◆ TUGAS DIKERJAKAN: Ketik ulang bagian artikel tentang Hari Santri Nasional, mulai dari "Dalam konteks kekinian, para" sampai dengan "identitas pemecah belah.".

◆ KUTIPAN SUMBER:
##############################
Hari Santri Nasional, Momentum Santri Berjihad dalam Memperdalam Ilmu

Nasional914 Dilihat

PEKALONGAN – Hari Santri Nasional yang jatuh pada 22 Oktober merupakan penghargaan yang luar biasa dari pemerintah Indonesia kepada para santri atas jasanya dalam sejarah kemerdekaan.

Hal tersebut dikatakan Ketua Ittihadul Mutakhorrijin Al Falah Ploso, Kediri (IMAP/Ikatan Alumni Pomndok Pesantren Al-Falah Ploso), KH. Shohibul Ulum Nafi’a, di Pekalongan, Jumat (21/10/2022).

Hari santri merupakan bentuk penghargaan dari pemerintah untuk kalangan Santri. Baru bisa seperti ini memang berkat kepemimpinan bapak Presiden Jokowi (Joko Widodo) sekarang mengakui peran dari santri dalam hal kaitannya dengan kemerdekaan bangsa Indonesia,” ujarnya.

Dalam konteks kekinian, para santri tidak lagi harus berperang angkat senjata dalam mempertahankan tanah airnya. Lebih dari itu, para santri kini dihadapkan dengan perang ideologi dan perpecahan yang kian hari dapat mengancam keutuhan persatuan dan kesatuan bangsa.

“Dalam satu maqolah ulama itu, didahulukan tholabul Ilmi. Itu merupakan satu wujud bentuk jihad. Karena Islam itu bisa berjalan, bisa menjadi sukses lewat ilmu. Islam akan jaya selagi syariatnya dijalankan. Nah untuk menjalankan syariat itu harus dengan ilmu,” katanya.

Sebab ketika nanti sudah tidak ada lagi yang belajar ilmu syariat, maka secara pasti Islam itu akan hilang dengan sendirinya. Terlebih, Indonesia akan memasuki tahun politik, dimana semua pihak perlu bersiap akan potensi munculnya politik identitas pemecah belah.

Dirinya berharap, para santri mampu ikut berperan di dalam dengan membawa dan menularkan nilai-nilai akhlakul karimah. Karena keanekaragaman dan kebhinekaan yang ada di negara harus terakumulasi dengan baik dan jangan sampai menimbulkan kubu-kubu perbedaan yang hanya akan merenggangkan persatuan bangsa yang sungguh tak ternilai.
##############################
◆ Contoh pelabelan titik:
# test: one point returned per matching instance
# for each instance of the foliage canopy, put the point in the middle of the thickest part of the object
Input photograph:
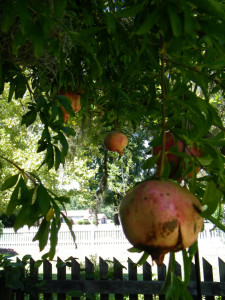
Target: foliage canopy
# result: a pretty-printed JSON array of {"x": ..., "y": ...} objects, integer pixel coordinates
[{"x": 147, "y": 66}]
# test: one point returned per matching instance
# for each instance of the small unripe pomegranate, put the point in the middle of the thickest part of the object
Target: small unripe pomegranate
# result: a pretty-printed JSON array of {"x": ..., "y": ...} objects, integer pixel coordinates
[
  {"x": 116, "y": 141},
  {"x": 75, "y": 103},
  {"x": 159, "y": 217}
]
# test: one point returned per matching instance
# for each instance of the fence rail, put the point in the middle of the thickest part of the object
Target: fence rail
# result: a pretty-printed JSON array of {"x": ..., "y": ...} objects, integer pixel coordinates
[
  {"x": 86, "y": 235},
  {"x": 110, "y": 278}
]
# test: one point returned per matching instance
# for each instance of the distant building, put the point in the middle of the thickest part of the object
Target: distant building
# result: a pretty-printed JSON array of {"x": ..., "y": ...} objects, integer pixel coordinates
[{"x": 84, "y": 215}]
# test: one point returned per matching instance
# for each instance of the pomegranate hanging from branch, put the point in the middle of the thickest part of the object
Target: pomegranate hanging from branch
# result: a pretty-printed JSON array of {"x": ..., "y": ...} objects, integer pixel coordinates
[
  {"x": 159, "y": 217},
  {"x": 116, "y": 141}
]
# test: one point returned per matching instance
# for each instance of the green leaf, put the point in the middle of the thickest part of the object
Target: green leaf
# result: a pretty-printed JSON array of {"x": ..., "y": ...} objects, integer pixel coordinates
[
  {"x": 150, "y": 162},
  {"x": 21, "y": 217},
  {"x": 175, "y": 20},
  {"x": 66, "y": 103},
  {"x": 37, "y": 38},
  {"x": 42, "y": 146},
  {"x": 11, "y": 91},
  {"x": 134, "y": 250},
  {"x": 131, "y": 11},
  {"x": 43, "y": 198},
  {"x": 59, "y": 7},
  {"x": 58, "y": 158},
  {"x": 42, "y": 234},
  {"x": 63, "y": 142},
  {"x": 14, "y": 200},
  {"x": 69, "y": 131},
  {"x": 25, "y": 15},
  {"x": 63, "y": 199},
  {"x": 10, "y": 182},
  {"x": 211, "y": 198},
  {"x": 18, "y": 41},
  {"x": 29, "y": 117},
  {"x": 70, "y": 226},
  {"x": 53, "y": 239},
  {"x": 8, "y": 16},
  {"x": 50, "y": 156}
]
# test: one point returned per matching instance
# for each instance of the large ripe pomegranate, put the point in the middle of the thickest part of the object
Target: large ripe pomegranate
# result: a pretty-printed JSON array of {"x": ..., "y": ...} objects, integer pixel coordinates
[
  {"x": 75, "y": 103},
  {"x": 159, "y": 217},
  {"x": 116, "y": 141}
]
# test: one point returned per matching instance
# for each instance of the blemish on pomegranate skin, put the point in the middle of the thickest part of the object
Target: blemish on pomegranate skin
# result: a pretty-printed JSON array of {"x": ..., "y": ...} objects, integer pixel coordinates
[
  {"x": 127, "y": 212},
  {"x": 195, "y": 228},
  {"x": 169, "y": 227}
]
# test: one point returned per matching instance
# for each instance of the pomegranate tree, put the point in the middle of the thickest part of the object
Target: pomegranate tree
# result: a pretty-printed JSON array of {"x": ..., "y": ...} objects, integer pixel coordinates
[
  {"x": 159, "y": 217},
  {"x": 75, "y": 103},
  {"x": 177, "y": 162},
  {"x": 116, "y": 141}
]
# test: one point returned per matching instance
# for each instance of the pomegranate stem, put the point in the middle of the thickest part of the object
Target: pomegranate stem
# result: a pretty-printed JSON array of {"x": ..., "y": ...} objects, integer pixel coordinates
[{"x": 163, "y": 88}]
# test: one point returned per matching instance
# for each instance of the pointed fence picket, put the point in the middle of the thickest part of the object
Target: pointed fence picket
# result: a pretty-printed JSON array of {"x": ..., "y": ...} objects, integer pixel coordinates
[{"x": 112, "y": 278}]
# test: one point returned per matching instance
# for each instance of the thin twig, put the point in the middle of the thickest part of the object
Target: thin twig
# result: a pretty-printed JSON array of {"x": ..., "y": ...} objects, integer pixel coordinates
[
  {"x": 163, "y": 98},
  {"x": 194, "y": 69},
  {"x": 31, "y": 178}
]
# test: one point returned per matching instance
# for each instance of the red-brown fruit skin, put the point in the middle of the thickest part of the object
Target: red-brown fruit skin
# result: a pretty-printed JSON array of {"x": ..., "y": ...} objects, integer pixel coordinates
[
  {"x": 116, "y": 141},
  {"x": 159, "y": 217},
  {"x": 75, "y": 103}
]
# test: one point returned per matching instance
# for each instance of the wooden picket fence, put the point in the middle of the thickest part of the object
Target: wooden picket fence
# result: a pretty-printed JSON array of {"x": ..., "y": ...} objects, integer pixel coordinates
[{"x": 110, "y": 278}]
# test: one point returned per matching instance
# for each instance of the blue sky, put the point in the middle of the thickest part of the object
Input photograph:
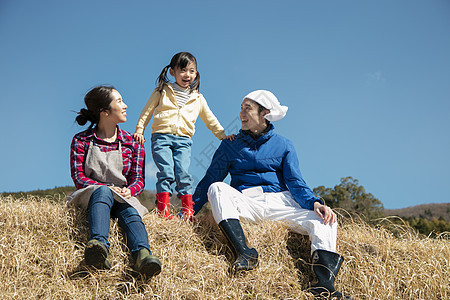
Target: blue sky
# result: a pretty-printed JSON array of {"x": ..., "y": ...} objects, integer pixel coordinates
[{"x": 367, "y": 82}]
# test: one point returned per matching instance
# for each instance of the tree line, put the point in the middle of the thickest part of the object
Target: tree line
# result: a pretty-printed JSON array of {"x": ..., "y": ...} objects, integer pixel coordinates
[{"x": 348, "y": 196}]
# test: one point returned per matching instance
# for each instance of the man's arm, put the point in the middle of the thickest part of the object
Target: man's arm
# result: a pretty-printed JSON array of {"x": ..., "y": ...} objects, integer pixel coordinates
[
  {"x": 302, "y": 194},
  {"x": 217, "y": 171}
]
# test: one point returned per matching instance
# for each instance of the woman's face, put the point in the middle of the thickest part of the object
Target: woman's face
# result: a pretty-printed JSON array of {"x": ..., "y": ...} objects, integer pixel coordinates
[
  {"x": 118, "y": 111},
  {"x": 251, "y": 119}
]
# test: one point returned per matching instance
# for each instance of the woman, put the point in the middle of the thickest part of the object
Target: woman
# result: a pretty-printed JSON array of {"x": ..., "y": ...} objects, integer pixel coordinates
[{"x": 107, "y": 169}]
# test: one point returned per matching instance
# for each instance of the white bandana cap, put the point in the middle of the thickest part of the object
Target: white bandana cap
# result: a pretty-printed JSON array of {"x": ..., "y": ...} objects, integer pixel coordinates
[{"x": 269, "y": 101}]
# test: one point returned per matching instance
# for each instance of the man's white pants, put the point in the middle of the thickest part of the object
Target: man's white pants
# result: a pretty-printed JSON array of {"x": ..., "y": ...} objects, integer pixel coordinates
[{"x": 254, "y": 205}]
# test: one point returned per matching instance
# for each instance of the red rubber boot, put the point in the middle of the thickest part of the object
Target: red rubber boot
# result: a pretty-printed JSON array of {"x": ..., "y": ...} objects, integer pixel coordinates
[
  {"x": 187, "y": 207},
  {"x": 162, "y": 203}
]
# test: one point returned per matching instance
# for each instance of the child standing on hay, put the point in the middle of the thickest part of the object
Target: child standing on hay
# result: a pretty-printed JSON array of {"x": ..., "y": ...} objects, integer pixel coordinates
[{"x": 175, "y": 108}]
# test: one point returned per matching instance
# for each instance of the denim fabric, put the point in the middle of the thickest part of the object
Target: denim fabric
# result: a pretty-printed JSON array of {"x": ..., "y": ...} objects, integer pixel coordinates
[
  {"x": 172, "y": 156},
  {"x": 102, "y": 206}
]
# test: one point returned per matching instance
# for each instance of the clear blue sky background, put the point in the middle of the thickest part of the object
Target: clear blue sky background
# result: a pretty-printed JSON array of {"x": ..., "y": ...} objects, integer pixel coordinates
[{"x": 367, "y": 82}]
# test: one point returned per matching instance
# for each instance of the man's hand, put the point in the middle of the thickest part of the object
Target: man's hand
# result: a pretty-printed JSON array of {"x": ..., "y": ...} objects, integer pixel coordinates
[
  {"x": 325, "y": 213},
  {"x": 139, "y": 137},
  {"x": 230, "y": 137}
]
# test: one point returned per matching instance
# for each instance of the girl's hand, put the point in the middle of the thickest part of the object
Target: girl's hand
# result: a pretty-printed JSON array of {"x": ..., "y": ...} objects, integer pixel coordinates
[
  {"x": 124, "y": 192},
  {"x": 325, "y": 213},
  {"x": 139, "y": 137},
  {"x": 230, "y": 137}
]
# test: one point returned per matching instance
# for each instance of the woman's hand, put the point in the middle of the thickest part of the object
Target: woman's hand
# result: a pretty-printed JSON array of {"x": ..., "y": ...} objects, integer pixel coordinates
[
  {"x": 139, "y": 137},
  {"x": 124, "y": 192},
  {"x": 325, "y": 213},
  {"x": 231, "y": 137}
]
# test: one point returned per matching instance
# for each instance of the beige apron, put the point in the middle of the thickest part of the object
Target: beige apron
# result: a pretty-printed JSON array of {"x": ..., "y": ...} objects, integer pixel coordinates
[{"x": 104, "y": 167}]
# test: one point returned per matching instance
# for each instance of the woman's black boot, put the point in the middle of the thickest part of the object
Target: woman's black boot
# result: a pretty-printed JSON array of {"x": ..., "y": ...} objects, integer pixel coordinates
[{"x": 246, "y": 258}]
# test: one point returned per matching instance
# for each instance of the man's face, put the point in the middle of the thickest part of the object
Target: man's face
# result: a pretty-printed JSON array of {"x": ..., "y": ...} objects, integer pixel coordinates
[{"x": 251, "y": 119}]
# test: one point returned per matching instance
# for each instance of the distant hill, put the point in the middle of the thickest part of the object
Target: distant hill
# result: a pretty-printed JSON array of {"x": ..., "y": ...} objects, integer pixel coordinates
[
  {"x": 426, "y": 211},
  {"x": 42, "y": 257}
]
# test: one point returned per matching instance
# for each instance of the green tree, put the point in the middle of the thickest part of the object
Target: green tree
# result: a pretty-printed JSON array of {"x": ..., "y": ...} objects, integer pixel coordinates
[{"x": 352, "y": 197}]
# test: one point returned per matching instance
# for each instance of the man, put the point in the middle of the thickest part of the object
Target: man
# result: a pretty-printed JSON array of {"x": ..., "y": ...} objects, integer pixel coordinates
[{"x": 266, "y": 183}]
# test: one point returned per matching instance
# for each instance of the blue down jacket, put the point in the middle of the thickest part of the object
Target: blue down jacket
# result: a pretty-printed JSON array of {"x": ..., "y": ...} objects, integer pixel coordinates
[{"x": 270, "y": 162}]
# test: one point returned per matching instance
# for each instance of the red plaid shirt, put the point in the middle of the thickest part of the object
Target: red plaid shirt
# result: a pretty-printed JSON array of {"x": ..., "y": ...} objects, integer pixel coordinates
[{"x": 132, "y": 152}]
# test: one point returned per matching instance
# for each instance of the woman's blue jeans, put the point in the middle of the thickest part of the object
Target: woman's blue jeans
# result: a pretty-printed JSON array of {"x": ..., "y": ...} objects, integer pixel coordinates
[
  {"x": 172, "y": 156},
  {"x": 102, "y": 207}
]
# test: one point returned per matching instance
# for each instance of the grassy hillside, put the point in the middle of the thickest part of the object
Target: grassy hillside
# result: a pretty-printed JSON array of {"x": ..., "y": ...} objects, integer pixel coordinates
[
  {"x": 428, "y": 211},
  {"x": 42, "y": 245}
]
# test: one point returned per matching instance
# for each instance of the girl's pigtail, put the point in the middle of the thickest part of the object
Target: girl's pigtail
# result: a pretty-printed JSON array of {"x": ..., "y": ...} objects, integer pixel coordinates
[
  {"x": 195, "y": 86},
  {"x": 162, "y": 79}
]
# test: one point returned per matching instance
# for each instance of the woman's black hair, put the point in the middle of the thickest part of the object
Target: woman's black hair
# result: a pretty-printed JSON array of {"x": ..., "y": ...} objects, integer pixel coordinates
[
  {"x": 179, "y": 60},
  {"x": 97, "y": 100}
]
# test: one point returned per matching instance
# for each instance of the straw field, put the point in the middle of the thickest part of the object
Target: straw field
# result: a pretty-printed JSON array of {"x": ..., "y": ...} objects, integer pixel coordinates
[{"x": 42, "y": 245}]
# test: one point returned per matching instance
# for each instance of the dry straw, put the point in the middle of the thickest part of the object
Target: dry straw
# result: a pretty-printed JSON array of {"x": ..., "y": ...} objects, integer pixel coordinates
[{"x": 42, "y": 244}]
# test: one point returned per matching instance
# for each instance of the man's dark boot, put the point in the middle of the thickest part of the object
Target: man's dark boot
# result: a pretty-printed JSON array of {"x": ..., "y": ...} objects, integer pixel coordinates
[
  {"x": 246, "y": 258},
  {"x": 147, "y": 264},
  {"x": 325, "y": 266}
]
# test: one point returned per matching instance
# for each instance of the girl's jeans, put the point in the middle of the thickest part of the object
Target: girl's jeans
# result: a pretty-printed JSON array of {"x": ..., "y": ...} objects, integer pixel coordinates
[
  {"x": 102, "y": 206},
  {"x": 172, "y": 156}
]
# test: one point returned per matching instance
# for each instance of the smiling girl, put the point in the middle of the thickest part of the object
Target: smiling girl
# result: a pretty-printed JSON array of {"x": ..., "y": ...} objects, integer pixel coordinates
[{"x": 175, "y": 108}]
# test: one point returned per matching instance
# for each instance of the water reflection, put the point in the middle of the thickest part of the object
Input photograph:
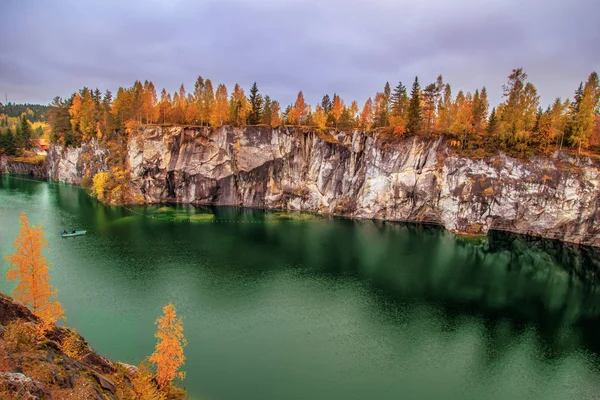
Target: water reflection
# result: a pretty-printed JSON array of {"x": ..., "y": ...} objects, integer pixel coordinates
[{"x": 323, "y": 307}]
##############################
◆ TUGAS SELESAI:
Dalam konteks kekinian, para santri tidak lagi harus berperang angkat senjata dalam mempertahankan tanah airnya. Lebih dari itu, para santri kini dihadapkan dengan perang ideologi dan perpecahan yang kian hari dapat mengancam keutuhan persatuan dan kesatuan bangsa.

“Dalam satu maqolah ulama itu, didahulukan tholabul Ilmi. Itu merupakan satu wujud bentuk jihad. Karena Islam itu bisa berjalan, bisa menjadi sukses lewat ilmu. Islam akan jaya selagi syariatnya dijalankan. Nah untuk menjalankan syariat itu harus dengan ilmu,” katanya.

Sebab ketika nanti sudah tidak ada lagi yang belajar ilmu syariat, maka secara pasti Islam itu akan hilang dengan sendirinya. Terlebih, Indonesia akan memasuki tahun politik, dimana semua pihak perlu bersiap akan potensi munculnya politik identitas pemecah belah.